┌─ Material supplied
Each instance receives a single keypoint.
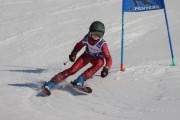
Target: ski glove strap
(104, 72)
(72, 56)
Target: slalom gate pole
(170, 43)
(122, 40)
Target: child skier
(95, 53)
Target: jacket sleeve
(107, 56)
(78, 46)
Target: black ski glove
(104, 72)
(72, 56)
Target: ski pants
(82, 61)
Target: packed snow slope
(36, 37)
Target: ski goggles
(100, 34)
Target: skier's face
(95, 37)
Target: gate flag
(142, 5)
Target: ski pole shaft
(66, 62)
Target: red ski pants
(82, 61)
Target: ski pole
(66, 62)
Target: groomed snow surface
(36, 37)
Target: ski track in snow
(37, 37)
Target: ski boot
(79, 81)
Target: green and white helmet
(97, 27)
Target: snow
(36, 37)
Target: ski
(83, 89)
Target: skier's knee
(88, 74)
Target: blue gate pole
(122, 40)
(170, 43)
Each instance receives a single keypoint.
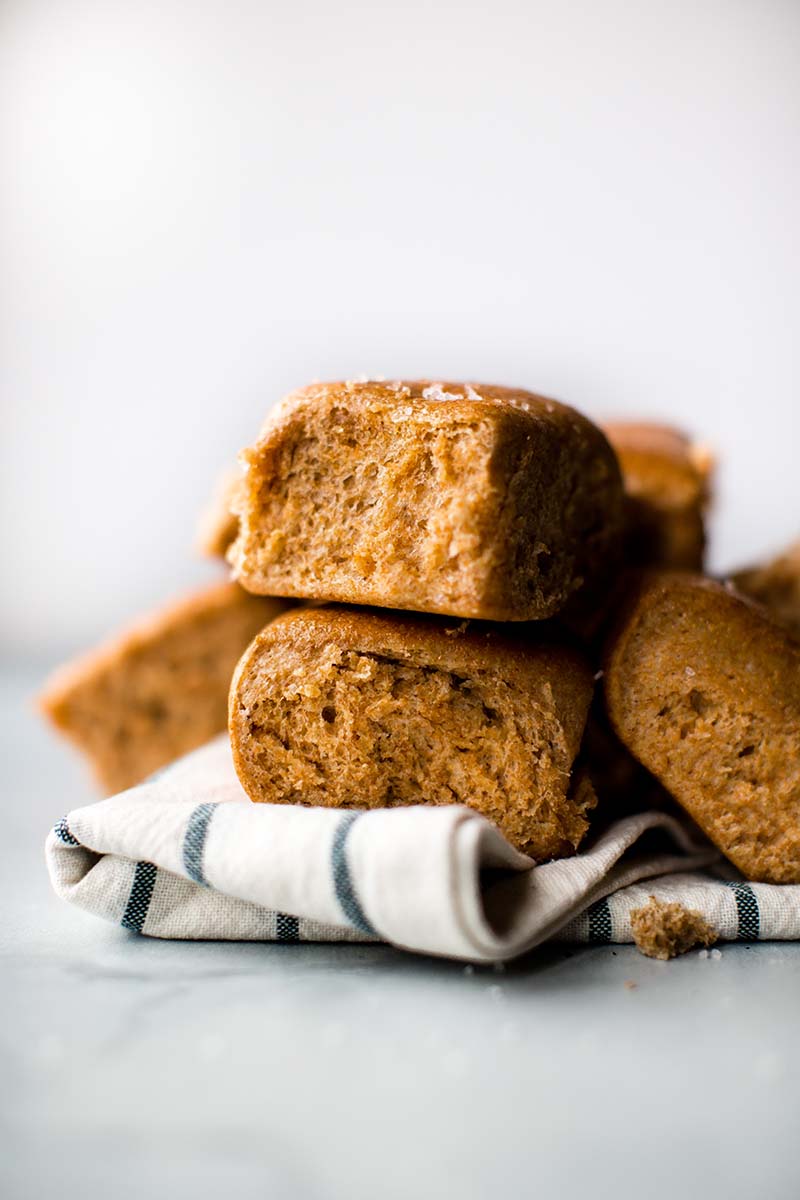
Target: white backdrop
(204, 204)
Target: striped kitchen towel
(187, 856)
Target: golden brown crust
(470, 501)
(667, 487)
(704, 690)
(662, 929)
(776, 585)
(160, 688)
(364, 709)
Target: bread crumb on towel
(662, 929)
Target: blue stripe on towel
(287, 929)
(600, 921)
(62, 833)
(749, 912)
(136, 911)
(197, 829)
(342, 879)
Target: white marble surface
(137, 1068)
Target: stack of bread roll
(463, 594)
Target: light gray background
(204, 204)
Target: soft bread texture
(704, 690)
(468, 501)
(776, 585)
(160, 689)
(362, 709)
(667, 485)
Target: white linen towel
(187, 856)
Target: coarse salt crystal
(435, 391)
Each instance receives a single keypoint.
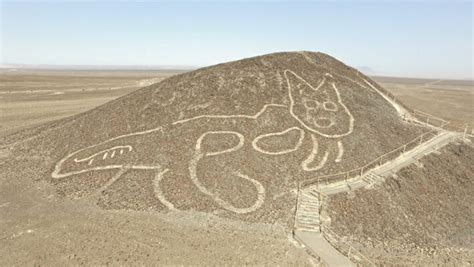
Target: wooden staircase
(307, 213)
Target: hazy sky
(416, 39)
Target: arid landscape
(452, 100)
(289, 159)
(32, 96)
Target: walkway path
(307, 219)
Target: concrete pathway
(379, 173)
(321, 247)
(307, 221)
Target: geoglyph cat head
(319, 109)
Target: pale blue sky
(415, 39)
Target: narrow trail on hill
(308, 227)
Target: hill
(232, 139)
(422, 215)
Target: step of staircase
(307, 213)
(371, 178)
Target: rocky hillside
(422, 216)
(232, 139)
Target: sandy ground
(448, 99)
(31, 97)
(37, 226)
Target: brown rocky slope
(422, 216)
(232, 139)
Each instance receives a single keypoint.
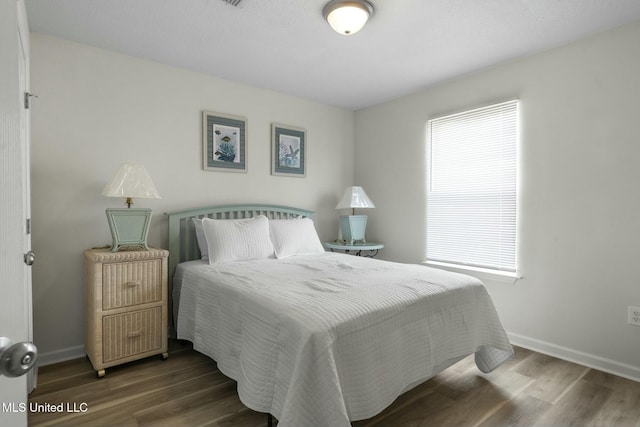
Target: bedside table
(126, 306)
(357, 247)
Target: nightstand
(126, 306)
(357, 248)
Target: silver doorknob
(29, 258)
(16, 359)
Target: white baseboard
(589, 360)
(61, 355)
(596, 362)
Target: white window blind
(471, 211)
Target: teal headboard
(183, 245)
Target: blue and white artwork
(289, 151)
(226, 143)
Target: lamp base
(353, 228)
(129, 227)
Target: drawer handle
(134, 334)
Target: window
(471, 202)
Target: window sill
(480, 273)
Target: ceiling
(287, 46)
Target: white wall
(97, 109)
(579, 223)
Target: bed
(317, 338)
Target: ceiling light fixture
(347, 16)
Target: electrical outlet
(634, 316)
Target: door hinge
(27, 100)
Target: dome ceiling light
(347, 16)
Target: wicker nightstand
(126, 306)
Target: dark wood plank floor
(531, 389)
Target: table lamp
(129, 227)
(353, 226)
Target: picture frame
(224, 142)
(288, 150)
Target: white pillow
(202, 239)
(237, 240)
(294, 237)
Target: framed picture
(224, 142)
(288, 150)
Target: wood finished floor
(531, 389)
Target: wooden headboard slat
(183, 244)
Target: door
(15, 239)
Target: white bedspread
(323, 339)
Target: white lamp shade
(355, 197)
(131, 180)
(347, 17)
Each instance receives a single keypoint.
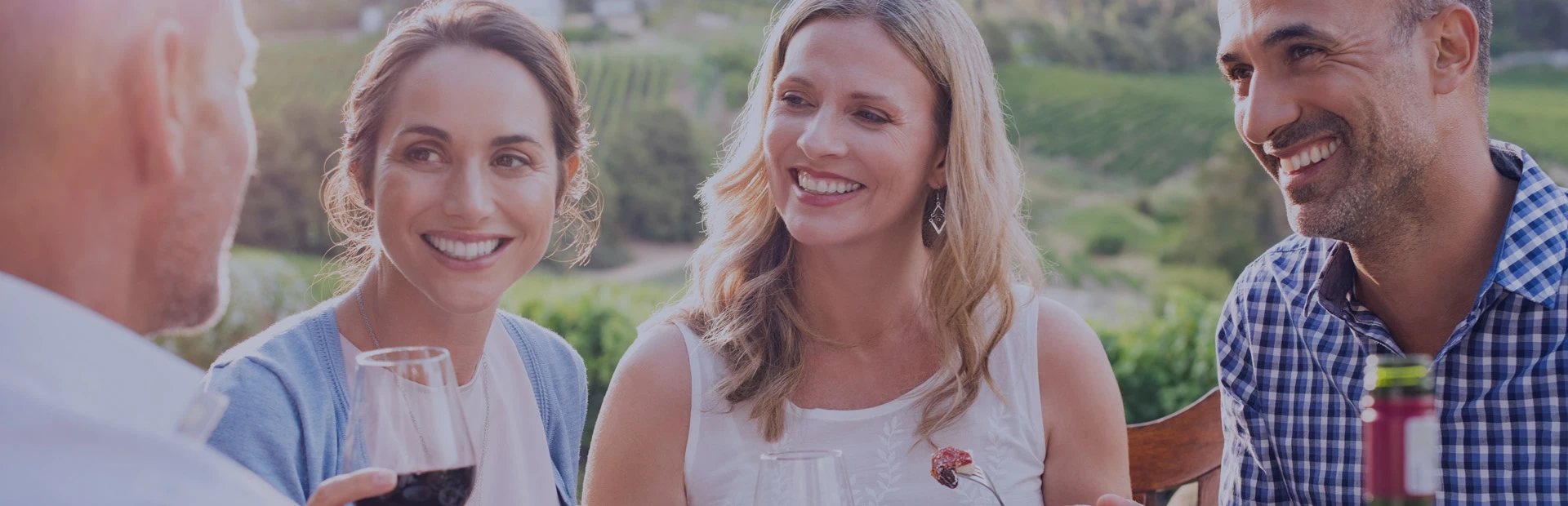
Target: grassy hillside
(1150, 126)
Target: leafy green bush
(1237, 216)
(296, 102)
(998, 42)
(1143, 127)
(656, 158)
(1106, 245)
(1111, 228)
(1164, 364)
(264, 287)
(1532, 115)
(593, 33)
(598, 331)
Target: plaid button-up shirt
(1293, 344)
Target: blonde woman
(864, 287)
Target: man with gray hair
(127, 143)
(1414, 235)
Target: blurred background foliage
(1142, 198)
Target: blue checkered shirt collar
(1293, 344)
(1528, 262)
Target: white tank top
(516, 467)
(886, 463)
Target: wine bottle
(1399, 433)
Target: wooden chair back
(1176, 450)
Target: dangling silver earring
(938, 218)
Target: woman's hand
(1114, 500)
(344, 489)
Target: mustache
(1310, 127)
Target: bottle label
(1399, 451)
(1421, 455)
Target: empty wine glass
(804, 478)
(407, 417)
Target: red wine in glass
(444, 487)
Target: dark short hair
(1418, 11)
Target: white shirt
(93, 414)
(886, 463)
(514, 464)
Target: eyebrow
(867, 96)
(797, 80)
(513, 140)
(1294, 32)
(429, 131)
(1280, 37)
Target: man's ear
(938, 177)
(160, 102)
(1455, 38)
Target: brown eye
(1303, 52)
(871, 117)
(422, 154)
(511, 162)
└─
Task statement:
Switch every "Target" in all the records above to "Object" and write out the lines again, changing nothing else and leaving out the pictures.

Result for this exercise:
Each instance receives a single keypoint.
Object: ski glove strap
(104, 72)
(72, 56)
Object: slalom gate pole
(170, 43)
(122, 40)
Object: child skier
(95, 53)
Object: jacket sleeve
(107, 56)
(78, 46)
Object: black ski glove
(104, 72)
(72, 56)
Object: ski pants
(82, 61)
Object: packed snow slope
(36, 37)
Object: ski goggles
(100, 34)
Object: skier's face
(95, 37)
Object: gate flag
(142, 5)
Object: ski pole shaft
(66, 62)
Object: red ski pants
(82, 61)
Object: ski pole
(66, 62)
Object: groomed snow surface
(36, 37)
Object: ski track in snow
(37, 37)
Object: ski boot
(79, 81)
Object: green and white helmet
(97, 27)
Object: snow
(36, 37)
Object: ski
(83, 89)
Object: skier's knee
(88, 74)
Object: blue gate pole
(122, 40)
(170, 43)
Each instance receives a single keypoint.
Object: white backdrop
(204, 204)
Object: striped kitchen towel
(187, 856)
Object: golden brown crust
(470, 501)
(667, 487)
(704, 690)
(662, 929)
(776, 585)
(160, 688)
(364, 709)
Object: bread crumb on towel
(662, 929)
Object: blue stripe on towel
(287, 929)
(600, 921)
(62, 833)
(749, 912)
(136, 911)
(197, 829)
(342, 879)
Object: white marble surface
(137, 1068)
Object: stack of bread roll
(463, 594)
Object: light gray background
(204, 204)
Object: soft bread texture
(704, 690)
(468, 501)
(776, 585)
(160, 689)
(362, 709)
(667, 485)
Object: white linen towel
(187, 856)
Object: coarse salt crystal
(435, 391)
Each instance receives a single keypoint.
Object: wooden staircase
(307, 213)
Object: hazy sky
(416, 39)
Object: arid landscape
(452, 100)
(289, 159)
(32, 96)
Object: walkway path
(307, 219)
Object: concrete pathway
(379, 173)
(321, 247)
(307, 221)
Object: geoglyph cat head
(319, 109)
Object: pale blue sky
(415, 39)
Object: narrow trail on hill
(308, 227)
Object: hill
(232, 139)
(422, 215)
Object: step of staircase
(307, 213)
(371, 178)
Object: rocky hillside
(422, 216)
(232, 139)
Object: sandy ground
(448, 99)
(31, 97)
(37, 226)
Object: brown rocky slope
(422, 216)
(232, 139)
Each instance receives a single keypoint.
Object: bedside table
(126, 306)
(357, 247)
Object: nightstand
(126, 306)
(357, 248)
Object: silver doorknob
(29, 258)
(16, 359)
Object: white baseboard
(589, 360)
(61, 355)
(596, 362)
Object: white window blind
(471, 211)
Object: teal headboard
(183, 245)
Object: blue and white artwork
(289, 151)
(226, 143)
Object: lamp base
(353, 228)
(129, 227)
Object: drawer handle
(134, 334)
Object: window
(471, 202)
Object: window sill
(480, 273)
Object: ceiling
(287, 46)
Object: white wall
(97, 109)
(579, 223)
Object: bed
(317, 338)
Object: ceiling light fixture
(347, 16)
Object: electrical outlet
(634, 316)
Object: door hinge
(27, 100)
Object: dome ceiling light
(347, 16)
Object: wicker nightstand
(126, 306)
Object: dark wood plank floor
(531, 389)
Object: table lamp
(129, 227)
(353, 226)
Object: picture frame
(224, 142)
(288, 150)
Object: white pillow
(202, 239)
(237, 240)
(294, 237)
Object: framed picture
(224, 142)
(288, 150)
Object: wood finished floor
(531, 389)
Object: wooden headboard slat
(183, 244)
Object: door
(15, 239)
Object: white bedspread
(323, 339)
Object: white lamp shade
(355, 197)
(131, 180)
(347, 17)
Each instance receives a single keypoint.
Object: grassy hillside
(1150, 126)
Object: leafy green bush
(1237, 216)
(296, 102)
(998, 42)
(1143, 127)
(656, 158)
(1106, 245)
(1111, 228)
(1164, 364)
(264, 287)
(1532, 115)
(593, 33)
(598, 331)
Object: plaid button-up shirt
(1293, 344)
Object: blonde woman
(864, 287)
Object: man with gray hair
(127, 143)
(1414, 235)
Object: blurred background foliage
(1142, 198)
Object: blue checkered shirt collar
(1293, 344)
(1528, 262)
Object: white tank top
(516, 467)
(886, 463)
Object: wine bottle
(1399, 433)
Object: wooden chair back
(1176, 450)
Object: dangling silver earring
(938, 218)
Object: woman's hand
(1114, 500)
(344, 489)
Object: mustache
(1310, 127)
Object: bottle label
(1399, 451)
(1421, 455)
Object: empty wine glass
(804, 478)
(407, 417)
Object: red wine in glass
(444, 487)
Object: dark short hair
(1418, 11)
Object: white shirt
(93, 414)
(886, 463)
(514, 464)
Object: eyebrow
(867, 96)
(797, 80)
(513, 140)
(1294, 32)
(429, 131)
(1280, 37)
Object: man's ear
(938, 177)
(160, 102)
(1455, 38)
Object: brown eye
(1303, 52)
(871, 117)
(422, 154)
(511, 162)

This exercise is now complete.